REQUIRED WORK: Repeat every one of the records below verbatim, line for line.

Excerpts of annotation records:
>> start
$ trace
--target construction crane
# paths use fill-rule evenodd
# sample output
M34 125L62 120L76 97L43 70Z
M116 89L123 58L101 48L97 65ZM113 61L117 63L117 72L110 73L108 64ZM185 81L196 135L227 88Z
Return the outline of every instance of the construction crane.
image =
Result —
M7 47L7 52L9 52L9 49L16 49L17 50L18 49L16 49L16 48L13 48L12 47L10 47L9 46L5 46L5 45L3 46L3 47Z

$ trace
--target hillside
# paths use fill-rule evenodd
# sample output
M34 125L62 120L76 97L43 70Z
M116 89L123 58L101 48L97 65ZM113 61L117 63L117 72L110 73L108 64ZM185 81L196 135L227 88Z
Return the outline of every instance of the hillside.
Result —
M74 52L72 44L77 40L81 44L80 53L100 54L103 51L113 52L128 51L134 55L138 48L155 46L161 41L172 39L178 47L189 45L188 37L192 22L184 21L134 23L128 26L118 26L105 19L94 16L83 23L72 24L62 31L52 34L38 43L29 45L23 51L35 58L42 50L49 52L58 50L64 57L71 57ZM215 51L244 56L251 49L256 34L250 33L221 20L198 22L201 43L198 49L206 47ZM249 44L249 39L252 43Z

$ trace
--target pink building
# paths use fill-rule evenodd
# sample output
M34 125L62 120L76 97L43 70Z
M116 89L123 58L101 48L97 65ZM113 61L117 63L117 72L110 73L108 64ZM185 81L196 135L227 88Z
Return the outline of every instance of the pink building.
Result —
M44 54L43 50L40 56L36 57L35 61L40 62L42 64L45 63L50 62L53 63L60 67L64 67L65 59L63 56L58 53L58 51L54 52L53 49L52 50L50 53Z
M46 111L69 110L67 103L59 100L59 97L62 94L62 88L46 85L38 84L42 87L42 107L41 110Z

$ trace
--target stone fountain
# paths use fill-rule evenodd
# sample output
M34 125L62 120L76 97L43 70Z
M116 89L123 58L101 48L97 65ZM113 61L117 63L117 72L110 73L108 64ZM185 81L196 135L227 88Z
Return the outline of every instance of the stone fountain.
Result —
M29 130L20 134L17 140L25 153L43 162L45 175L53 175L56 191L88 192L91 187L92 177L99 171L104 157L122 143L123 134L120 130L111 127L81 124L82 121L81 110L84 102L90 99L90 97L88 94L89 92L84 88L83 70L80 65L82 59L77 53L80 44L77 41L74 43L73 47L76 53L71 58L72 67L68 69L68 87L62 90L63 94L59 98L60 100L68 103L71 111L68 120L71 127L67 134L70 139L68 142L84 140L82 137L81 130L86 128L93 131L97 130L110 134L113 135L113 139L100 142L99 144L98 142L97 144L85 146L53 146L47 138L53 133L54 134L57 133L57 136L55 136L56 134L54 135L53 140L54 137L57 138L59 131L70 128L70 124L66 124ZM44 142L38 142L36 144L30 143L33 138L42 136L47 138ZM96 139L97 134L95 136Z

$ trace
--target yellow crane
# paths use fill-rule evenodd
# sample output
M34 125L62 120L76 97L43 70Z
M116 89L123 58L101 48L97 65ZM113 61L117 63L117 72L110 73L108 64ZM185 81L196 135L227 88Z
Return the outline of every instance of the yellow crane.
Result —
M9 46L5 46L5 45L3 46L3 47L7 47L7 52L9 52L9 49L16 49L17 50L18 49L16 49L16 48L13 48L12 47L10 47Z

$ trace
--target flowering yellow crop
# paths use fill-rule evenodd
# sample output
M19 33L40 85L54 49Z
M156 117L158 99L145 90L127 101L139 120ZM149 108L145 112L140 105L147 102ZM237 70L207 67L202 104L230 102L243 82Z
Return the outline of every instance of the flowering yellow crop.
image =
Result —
>> end
ANSWER BELOW:
$ trace
--target construction crane
# paths use fill-rule evenodd
# sample output
M34 125L62 120L76 97L43 70Z
M116 89L123 58L101 48L97 65ZM113 61L117 63L117 72L110 73L108 64ZM185 81L196 135L227 88Z
Return the outline of every instance of the construction crane.
image =
Result —
M7 47L7 52L9 52L9 49L16 49L17 50L18 49L16 49L16 48L13 48L12 47L10 47L9 46L5 46L5 45L3 46L3 47Z

$ trace
--target hillside
# paths use fill-rule evenodd
# sample output
M34 125L62 120L76 97L43 70Z
M116 89L123 58L101 48L97 65ZM113 61L117 63L117 72L110 73L108 64ZM185 81L196 135L227 88Z
Return the outline of every instance of the hillside.
Result —
M74 52L72 44L77 40L81 44L80 53L100 54L103 51L113 52L128 51L134 55L138 48L155 46L161 41L172 39L178 47L189 45L188 37L192 22L184 21L134 23L128 26L118 26L105 19L94 16L83 23L72 24L62 31L52 34L38 43L29 45L23 51L35 58L42 50L49 52L58 50L64 57L71 57ZM215 51L244 56L251 49L256 34L250 33L221 20L198 22L201 43L198 49L206 47ZM249 44L249 39L252 43Z

$ trace
--target pink building
# paths use fill-rule evenodd
# sample output
M34 125L62 120L76 97L43 70Z
M116 89L123 58L101 48L97 65ZM113 61L117 63L117 72L110 73L108 64ZM185 81L196 135L227 88Z
Return the outline of every instance of the pink building.
Result —
M44 54L43 50L40 56L36 57L35 61L40 62L42 64L45 63L50 62L53 63L60 67L64 67L65 59L63 56L58 53L58 51L54 52L53 49L52 50L50 53Z
M46 111L69 110L67 103L59 100L59 97L62 94L62 88L46 85L38 84L42 87L42 107L41 110Z

$ trace
--target stone fountain
# paths use fill-rule evenodd
# sample output
M34 125L62 120L76 97L43 70Z
M116 89L123 58L101 48L97 65ZM113 61L117 63L117 72L110 73L108 64ZM185 81L196 135L227 88Z
Return the outline of every instance of the stone fountain.
Result —
M29 130L20 134L17 140L25 153L43 162L45 175L53 175L56 191L88 192L91 187L92 177L99 171L104 157L122 143L123 134L120 130L111 127L81 124L82 121L81 110L84 102L90 99L90 97L88 94L89 92L84 88L83 70L80 65L82 59L77 53L80 44L77 41L74 43L73 47L76 53L71 58L72 67L68 69L68 87L62 90L63 94L59 98L60 100L68 103L71 111L68 120L71 127L67 134L70 139L68 142L84 140L82 137L81 130L86 128L93 131L97 130L110 134L113 135L113 139L100 142L99 144L98 142L97 144L85 146L53 146L47 138L53 133L54 134L57 133L57 136L55 136L56 134L54 135L53 140L54 137L57 138L59 131L70 128L70 124L66 124ZM44 142L38 142L36 144L30 143L33 138L42 136L47 138ZM96 139L97 134L95 136Z

$ trace
--target yellow crane
# paths use fill-rule evenodd
# sample output
M34 125L62 120L76 97L43 70Z
M116 89L123 58L101 48L97 65ZM113 61L117 63L117 72L110 73L108 64ZM185 81L196 135L227 88Z
Return the outline of every instance of the yellow crane.
Result —
M9 46L5 46L5 45L3 46L3 47L7 47L7 52L9 52L9 49L16 49L17 50L18 49L16 49L16 48L13 48L12 47L10 47Z

$ trace
--target flowering yellow crop
# paths use fill-rule evenodd
# sample output
M19 33L40 85L54 49Z
M156 117L158 99L145 90L127 101L139 120ZM149 108L145 112L140 105L147 102ZM237 70L207 67L202 104L230 102L243 82Z
Return the outline of every instance of the flowering yellow crop.
image =
Result —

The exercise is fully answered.